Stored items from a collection
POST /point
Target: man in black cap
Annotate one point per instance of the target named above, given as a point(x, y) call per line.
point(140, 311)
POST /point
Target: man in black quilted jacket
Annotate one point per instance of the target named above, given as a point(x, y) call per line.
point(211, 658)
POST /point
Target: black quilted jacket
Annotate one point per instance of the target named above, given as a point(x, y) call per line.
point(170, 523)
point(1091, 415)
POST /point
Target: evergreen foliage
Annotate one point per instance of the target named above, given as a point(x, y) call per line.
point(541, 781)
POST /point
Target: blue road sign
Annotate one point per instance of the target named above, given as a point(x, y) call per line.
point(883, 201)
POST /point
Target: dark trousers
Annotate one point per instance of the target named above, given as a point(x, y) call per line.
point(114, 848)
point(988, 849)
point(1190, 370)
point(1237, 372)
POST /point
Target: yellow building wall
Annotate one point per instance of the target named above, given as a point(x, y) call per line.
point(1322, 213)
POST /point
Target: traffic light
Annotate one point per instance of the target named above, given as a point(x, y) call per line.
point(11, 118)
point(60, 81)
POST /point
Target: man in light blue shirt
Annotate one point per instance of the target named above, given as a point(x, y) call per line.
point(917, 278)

--

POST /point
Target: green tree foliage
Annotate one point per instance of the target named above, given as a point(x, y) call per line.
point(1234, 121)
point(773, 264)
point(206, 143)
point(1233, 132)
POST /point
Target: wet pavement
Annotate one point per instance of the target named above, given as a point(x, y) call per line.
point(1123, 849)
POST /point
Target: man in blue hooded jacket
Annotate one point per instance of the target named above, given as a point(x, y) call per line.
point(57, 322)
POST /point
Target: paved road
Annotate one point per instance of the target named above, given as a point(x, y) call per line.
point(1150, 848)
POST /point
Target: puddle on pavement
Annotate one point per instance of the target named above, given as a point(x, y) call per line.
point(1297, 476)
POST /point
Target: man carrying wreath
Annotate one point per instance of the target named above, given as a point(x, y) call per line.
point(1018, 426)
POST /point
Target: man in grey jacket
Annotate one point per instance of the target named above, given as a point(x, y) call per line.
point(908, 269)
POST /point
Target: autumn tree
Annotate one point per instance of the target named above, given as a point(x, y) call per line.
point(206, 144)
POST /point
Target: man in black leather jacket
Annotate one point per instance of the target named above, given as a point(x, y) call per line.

To do
How many lines of the listing contain the string "quilted"? Case counts, and the reply should be only the number.

Response for this exercise
2